Brief 1:
Answer these from the post about the position-wise feed-forward layer:
(a) What task does the post use as its example?
(b) What default value does the class's `__init__` give to `dropout`?
(c) In the last paragraph, what does the poster assume `x` to be?

I am having hard time understanding position wise feed forward neural network in transformers architecture.
Lets take example as Machine translation task, where inputs are sentences. From the figure I understand that for each word, different feed forward neural network is used to the output of self attention sub-layer. The feed forward layer apply similar Linear transformations but actual weights and biases for each transformations are different because they are two different feed forward neural network.
refering to Link, Here is the class for PositionWiseFeedForward
neural network
class PositionwiseFeedForward(nn.Module):
"Implements FFN equation."
def __init__(self, d_model, d_ff, dropout=0.1):
super(PositionwiseFeedForward, self).__init__()
self.w_1 = nn.Linear(d_model, d_ff)
self.w_2 = nn.Linear(d_ff, d_model)
self.dropout = nn.Dropout(dropout)
def forward(self, x):
return self.w_2(self.dropout(F.relu(self.w_1(x))))
My question is:
I don't see anything position-wise about this. This is simple fully connected neural network with two layers. assuming x
to be list of embedding of each word in a sentence, each word in a sentence is transformed by above layer using same set of weight and biases.(correct me if i am wrong)

Dataset rows:
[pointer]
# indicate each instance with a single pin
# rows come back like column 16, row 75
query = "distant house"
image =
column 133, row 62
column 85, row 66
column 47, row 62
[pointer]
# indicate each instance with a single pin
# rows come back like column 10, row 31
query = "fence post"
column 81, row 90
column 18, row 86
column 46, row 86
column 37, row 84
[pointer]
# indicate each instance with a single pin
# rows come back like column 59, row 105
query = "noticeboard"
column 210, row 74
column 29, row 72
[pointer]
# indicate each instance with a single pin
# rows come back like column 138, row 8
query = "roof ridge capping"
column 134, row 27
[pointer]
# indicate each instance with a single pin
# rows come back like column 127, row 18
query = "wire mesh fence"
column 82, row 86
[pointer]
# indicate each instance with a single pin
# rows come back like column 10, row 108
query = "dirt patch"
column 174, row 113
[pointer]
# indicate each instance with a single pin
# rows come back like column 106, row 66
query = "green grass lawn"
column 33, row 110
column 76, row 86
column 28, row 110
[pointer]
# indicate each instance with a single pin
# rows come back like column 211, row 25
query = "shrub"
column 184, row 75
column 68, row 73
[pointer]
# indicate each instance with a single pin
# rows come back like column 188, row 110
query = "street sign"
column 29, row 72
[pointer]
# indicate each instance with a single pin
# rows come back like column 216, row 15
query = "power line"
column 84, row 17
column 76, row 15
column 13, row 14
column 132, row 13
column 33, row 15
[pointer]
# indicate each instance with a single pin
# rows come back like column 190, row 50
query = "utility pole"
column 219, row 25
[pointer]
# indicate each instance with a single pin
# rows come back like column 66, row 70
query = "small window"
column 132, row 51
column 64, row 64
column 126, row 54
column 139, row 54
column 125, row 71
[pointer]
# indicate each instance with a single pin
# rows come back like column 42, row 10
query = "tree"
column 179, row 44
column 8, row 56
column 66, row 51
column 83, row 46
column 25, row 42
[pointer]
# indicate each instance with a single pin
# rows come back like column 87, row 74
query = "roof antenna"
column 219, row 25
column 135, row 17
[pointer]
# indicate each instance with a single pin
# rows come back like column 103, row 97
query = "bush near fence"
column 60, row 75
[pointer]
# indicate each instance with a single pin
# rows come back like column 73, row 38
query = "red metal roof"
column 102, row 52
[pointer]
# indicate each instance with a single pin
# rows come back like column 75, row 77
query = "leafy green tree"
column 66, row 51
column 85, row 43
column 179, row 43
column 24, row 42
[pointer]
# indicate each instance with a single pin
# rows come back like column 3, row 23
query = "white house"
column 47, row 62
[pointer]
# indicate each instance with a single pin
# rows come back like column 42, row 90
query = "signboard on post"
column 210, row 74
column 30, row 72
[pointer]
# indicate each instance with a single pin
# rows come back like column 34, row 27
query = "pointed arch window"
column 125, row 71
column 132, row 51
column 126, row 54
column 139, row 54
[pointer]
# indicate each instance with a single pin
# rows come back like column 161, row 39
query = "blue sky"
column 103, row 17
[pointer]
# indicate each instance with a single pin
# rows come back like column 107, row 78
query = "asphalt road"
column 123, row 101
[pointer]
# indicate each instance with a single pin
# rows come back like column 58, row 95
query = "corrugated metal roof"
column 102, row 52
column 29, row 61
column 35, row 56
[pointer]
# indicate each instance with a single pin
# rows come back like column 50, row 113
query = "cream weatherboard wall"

Brief 2: Copy out every line in the entries that contains the word "fence". Case counts.

Solution 1:
(a) Machine translation.
(b) 0.1.
(c) A list of the embeddings of each word in a sentence.

Solution 2:
query = "fence post"
query = "wire mesh fence"
query = "bush near fence"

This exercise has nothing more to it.